All the data below needs to be retyped exactly as shown.
'''
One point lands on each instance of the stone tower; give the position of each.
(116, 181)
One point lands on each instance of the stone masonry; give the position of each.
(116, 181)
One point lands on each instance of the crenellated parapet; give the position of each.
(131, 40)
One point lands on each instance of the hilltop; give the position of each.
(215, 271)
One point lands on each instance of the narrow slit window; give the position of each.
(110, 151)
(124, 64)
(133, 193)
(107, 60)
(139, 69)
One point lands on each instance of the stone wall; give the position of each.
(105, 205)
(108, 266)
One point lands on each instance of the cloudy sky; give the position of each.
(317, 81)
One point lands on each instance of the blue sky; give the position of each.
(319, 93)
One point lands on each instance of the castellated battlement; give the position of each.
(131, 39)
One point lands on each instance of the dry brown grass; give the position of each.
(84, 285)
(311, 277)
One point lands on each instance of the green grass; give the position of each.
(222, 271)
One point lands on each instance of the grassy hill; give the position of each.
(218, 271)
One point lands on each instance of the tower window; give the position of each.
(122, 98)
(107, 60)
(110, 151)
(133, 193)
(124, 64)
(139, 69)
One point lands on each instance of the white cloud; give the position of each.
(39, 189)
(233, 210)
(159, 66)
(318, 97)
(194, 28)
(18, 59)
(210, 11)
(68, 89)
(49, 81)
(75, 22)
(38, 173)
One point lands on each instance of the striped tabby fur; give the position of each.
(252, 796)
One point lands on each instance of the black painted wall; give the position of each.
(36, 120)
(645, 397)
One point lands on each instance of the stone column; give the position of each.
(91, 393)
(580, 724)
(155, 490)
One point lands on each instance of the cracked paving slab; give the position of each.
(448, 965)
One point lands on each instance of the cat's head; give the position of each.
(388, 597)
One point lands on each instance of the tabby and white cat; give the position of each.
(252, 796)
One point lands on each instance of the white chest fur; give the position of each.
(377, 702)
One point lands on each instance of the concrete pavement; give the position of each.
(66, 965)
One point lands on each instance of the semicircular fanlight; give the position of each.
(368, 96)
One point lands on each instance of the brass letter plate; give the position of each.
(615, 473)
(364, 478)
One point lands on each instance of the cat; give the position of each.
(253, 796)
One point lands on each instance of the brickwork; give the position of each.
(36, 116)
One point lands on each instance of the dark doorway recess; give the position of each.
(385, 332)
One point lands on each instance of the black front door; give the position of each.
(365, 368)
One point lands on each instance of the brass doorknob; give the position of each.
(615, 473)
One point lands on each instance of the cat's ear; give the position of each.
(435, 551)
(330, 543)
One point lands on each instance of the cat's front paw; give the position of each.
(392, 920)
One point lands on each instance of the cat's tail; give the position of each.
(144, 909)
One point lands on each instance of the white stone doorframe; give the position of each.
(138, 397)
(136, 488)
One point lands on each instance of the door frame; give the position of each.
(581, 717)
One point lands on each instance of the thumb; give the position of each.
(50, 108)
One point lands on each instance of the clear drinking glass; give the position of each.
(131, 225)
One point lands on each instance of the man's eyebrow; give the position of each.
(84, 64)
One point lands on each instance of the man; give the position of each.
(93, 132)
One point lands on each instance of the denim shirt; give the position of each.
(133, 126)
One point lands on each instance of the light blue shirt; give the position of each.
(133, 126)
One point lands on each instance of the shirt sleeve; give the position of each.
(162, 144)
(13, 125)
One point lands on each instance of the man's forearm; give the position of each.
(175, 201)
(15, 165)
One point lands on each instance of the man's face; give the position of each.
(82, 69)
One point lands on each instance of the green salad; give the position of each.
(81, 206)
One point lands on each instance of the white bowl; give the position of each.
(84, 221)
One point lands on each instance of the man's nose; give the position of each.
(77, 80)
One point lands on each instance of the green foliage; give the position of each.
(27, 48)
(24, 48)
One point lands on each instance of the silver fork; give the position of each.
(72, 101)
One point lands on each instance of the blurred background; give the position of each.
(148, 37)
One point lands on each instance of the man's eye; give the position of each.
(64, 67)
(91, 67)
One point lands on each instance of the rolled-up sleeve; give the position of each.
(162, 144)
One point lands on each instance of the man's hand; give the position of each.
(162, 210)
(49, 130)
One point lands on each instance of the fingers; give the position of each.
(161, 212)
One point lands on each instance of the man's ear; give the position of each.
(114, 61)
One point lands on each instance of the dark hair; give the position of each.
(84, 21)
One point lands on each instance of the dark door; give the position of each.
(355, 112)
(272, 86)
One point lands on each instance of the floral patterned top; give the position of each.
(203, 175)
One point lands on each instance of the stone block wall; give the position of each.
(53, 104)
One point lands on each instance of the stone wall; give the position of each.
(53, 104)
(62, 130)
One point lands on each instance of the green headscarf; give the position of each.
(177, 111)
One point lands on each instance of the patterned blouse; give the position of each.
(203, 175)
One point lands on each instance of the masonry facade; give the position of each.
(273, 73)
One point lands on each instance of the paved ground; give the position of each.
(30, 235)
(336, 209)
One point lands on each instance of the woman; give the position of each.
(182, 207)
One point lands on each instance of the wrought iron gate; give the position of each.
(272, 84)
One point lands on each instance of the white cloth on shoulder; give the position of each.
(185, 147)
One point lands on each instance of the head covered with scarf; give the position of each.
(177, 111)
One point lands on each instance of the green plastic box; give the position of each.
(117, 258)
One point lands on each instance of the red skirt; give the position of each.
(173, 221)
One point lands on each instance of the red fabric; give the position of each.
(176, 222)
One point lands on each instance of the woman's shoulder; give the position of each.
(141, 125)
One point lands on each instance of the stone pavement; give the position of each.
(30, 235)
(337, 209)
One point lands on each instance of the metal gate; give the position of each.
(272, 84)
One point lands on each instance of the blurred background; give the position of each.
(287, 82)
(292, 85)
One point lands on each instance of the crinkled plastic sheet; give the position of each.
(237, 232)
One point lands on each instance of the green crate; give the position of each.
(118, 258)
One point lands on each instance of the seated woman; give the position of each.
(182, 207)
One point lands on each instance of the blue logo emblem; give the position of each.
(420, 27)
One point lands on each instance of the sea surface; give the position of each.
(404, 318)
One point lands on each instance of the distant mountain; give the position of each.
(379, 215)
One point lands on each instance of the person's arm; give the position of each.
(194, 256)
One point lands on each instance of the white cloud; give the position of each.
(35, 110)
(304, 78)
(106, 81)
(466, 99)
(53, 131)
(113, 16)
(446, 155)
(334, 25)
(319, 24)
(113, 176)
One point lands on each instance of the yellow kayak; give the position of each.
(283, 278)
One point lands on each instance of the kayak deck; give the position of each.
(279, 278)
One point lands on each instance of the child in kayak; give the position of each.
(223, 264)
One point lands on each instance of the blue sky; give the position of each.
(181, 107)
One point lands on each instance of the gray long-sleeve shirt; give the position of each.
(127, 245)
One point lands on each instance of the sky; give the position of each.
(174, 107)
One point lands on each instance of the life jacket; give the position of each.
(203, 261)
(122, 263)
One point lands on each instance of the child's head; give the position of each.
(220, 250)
'''
• **REPLY**:
One point lands on each instance of the stone tower; give the position of each.
(116, 181)
One point lands on each instance of the stone masonry; give the position of each.
(116, 181)
One point lands on each instance of the crenellated parapet; give the position of each.
(131, 40)
One point lands on each instance of the hilltop; give the position of each.
(215, 271)
One point lands on each instance of the narrow slit window; give the position of each.
(110, 151)
(124, 64)
(133, 193)
(107, 60)
(139, 69)
One point lands on each instance of the stone wall; give the position of each.
(105, 205)
(108, 266)
One point lands on each instance of the cloudy sky; give the position of each.
(317, 81)
One point lands on each instance of the blue sky; give the position of each.
(319, 93)
One point lands on each instance of the castellated battlement; give the position of each.
(131, 39)
One point lands on each instance of the dry brown grass; give the position of each.
(84, 285)
(311, 277)
One point lands on each instance of the green grass; give the position of each.
(222, 271)
One point lands on each instance of the grassy hill; give the position of each.
(218, 271)
One point lands on each instance of the tower window; give the position of each.
(122, 98)
(107, 60)
(110, 151)
(133, 193)
(124, 64)
(139, 69)
One point lands on each instance of the white cloud; give the position of each.
(39, 189)
(233, 210)
(159, 66)
(318, 97)
(194, 28)
(18, 59)
(210, 11)
(68, 89)
(49, 81)
(75, 22)
(38, 173)
One point lands on each instance of the striped tabby fur; give the position of each.
(252, 796)
One point lands on each instance of the black painted wall; give the position of each.
(36, 120)
(645, 397)
One point lands on each instance of the stone column; give the position of each.
(91, 393)
(580, 724)
(155, 490)
One point lands on each instance of the cracked paving slab; give the position of each.
(448, 965)
One point lands on each instance of the cat's head; give the position of each.
(388, 597)
One point lands on each instance of the tabby and white cat; give the position of each.
(252, 796)
One point lands on each instance of the white chest fur; give the position of each.
(377, 702)
One point lands on each instance of the concrete pavement; give the position of each.
(66, 965)
One point lands on each instance of the semicircular fanlight; give the position of each.
(368, 96)
One point lands on each instance of the brass letter plate; give the position of each.
(615, 473)
(364, 478)
One point lands on each instance of the cat; give the position of each.
(253, 796)
One point lands on each instance of the brickwork; give the position of each.
(36, 116)
One point lands on each instance of the dark doorway recess; give the position of each.
(385, 332)
One point lands on each instance of the black front door; give the position of each.
(365, 368)
One point lands on each instance of the brass doorknob; give the position of each.
(615, 473)
One point lands on each instance of the cat's ear; give the position of each.
(435, 551)
(330, 543)
One point lands on each instance of the cat's front paw; give the position of each.
(392, 920)
One point lands on each instance of the cat's tail; give the position of each.
(144, 909)
One point lands on each instance of the white stone doorframe; give the position of each.
(138, 397)
(136, 488)
One point lands on each instance of the door frame; give the position of each.
(581, 717)
One point lands on each instance of the thumb; give the position of each.
(50, 108)
One point lands on each instance of the clear drinking glass; give the position of each.
(131, 225)
One point lands on each instance of the man's eyebrow; give the position of each.
(84, 64)
One point lands on each instance of the man; give the position of each.
(93, 132)
One point lands on each instance of the denim shirt; give the position of each.
(133, 126)
One point lands on each instance of the light blue shirt; give the position of each.
(133, 126)
One point lands on each instance of the shirt sleeve; give the position of each.
(162, 144)
(13, 125)
One point lands on each instance of the man's forearm; give the position of each.
(175, 201)
(15, 165)
One point lands on each instance of the man's face; give the position of each.
(82, 69)
One point lands on each instance of the green salad; give the position of each.
(81, 206)
One point lands on each instance of the white bowl; give the position of each.
(84, 221)
One point lands on each instance of the man's nose; give the position of each.
(77, 80)
One point lands on each instance of the green foliage; give the position of each.
(27, 48)
(24, 48)
One point lands on each instance of the silver fork; give the position of each.
(72, 101)
One point lands on each instance of the blurred background; give the position of each.
(148, 37)
One point lands on each instance of the man's eye; give the position of each.
(64, 67)
(91, 67)
One point lands on each instance of the rolled-up sleeve; give the position of each.
(162, 144)
One point lands on each instance of the man's hand; give the position of each.
(162, 210)
(49, 130)
One point lands on each instance of the fingers; give the position of each.
(161, 212)
One point lands on each instance of the man's ear; give the position of each.
(114, 61)
One point lands on each instance of the dark hair; give the position of each.
(84, 21)
One point lands on each instance of the dark door; give the position of each.
(355, 112)
(272, 86)
One point lands on each instance of the floral patterned top; give the position of each.
(203, 175)
One point lands on each instance of the stone block wall; give the position of each.
(53, 104)
One point lands on each instance of the stone wall; give the position of each.
(53, 104)
(62, 130)
One point lands on each instance of the green headscarf; give the position of each.
(177, 111)
One point lands on each instance of the patterned blouse; give the position of each.
(203, 175)
One point lands on each instance of the masonry facade; give the position of each.
(273, 73)
One point lands on each instance of the paved ground; give the position of each.
(30, 235)
(336, 209)
One point lands on each instance of the woman; give the position of each.
(182, 207)
One point lands on each instance of the wrought iron gate; give the position of each.
(272, 84)
One point lands on each instance of the white cloth on shoulder; give the position of each.
(185, 147)
One point lands on each instance of the head covered with scarf; give the position of each.
(177, 111)
One point lands on each instance of the green plastic box; give the position of each.
(117, 258)
One point lands on each instance of the red skirt; give the position of each.
(173, 221)
One point lands on each instance of the red fabric; give the position of each.
(176, 222)
One point lands on each instance of the woman's shoulder; give the position of each.
(141, 125)
One point lands on each instance of the stone pavement; give the position of each.
(30, 235)
(337, 209)
One point lands on each instance of the metal gate; give the position of each.
(272, 84)
One point lands on each instance of the blurred background; give the position of each.
(287, 82)
(292, 85)
One point lands on each instance of the crinkled plastic sheet; give the position of each.
(237, 232)
One point lands on each instance of the green crate; give the position of each.
(118, 258)
One point lands on each instance of the seated woman; give the position of each.
(182, 207)
One point lands on each instance of the blue logo emblem; give the position of each.
(420, 27)
One point lands on each instance of the sea surface; give the position of each.
(404, 318)
One point lands on each instance of the distant mountain; give the position of each.
(379, 215)
One point lands on each instance of the person's arm; give the position of each.
(194, 256)
One point lands on each instance of the white cloud; give the position of each.
(35, 110)
(304, 78)
(106, 81)
(466, 99)
(53, 131)
(113, 16)
(446, 155)
(334, 25)
(319, 24)
(113, 176)
One point lands on each instance of the yellow kayak; give the position of each.
(283, 278)
One point lands on each instance of the kayak deck; give the position of each.
(279, 278)
One point lands on each instance of the child in kayak; give the position of each.
(223, 264)
One point lands on each instance of the blue sky; give the position of each.
(181, 107)
One point lands on each instance of the gray long-sleeve shirt; give the position of each.
(127, 245)
One point lands on each instance of the sky; give the position of each.
(174, 107)
One point lands on each instance of the life jacket; give the position of each.
(203, 261)
(122, 263)
One point lands on each instance of the child's head; give the position of each.
(220, 250)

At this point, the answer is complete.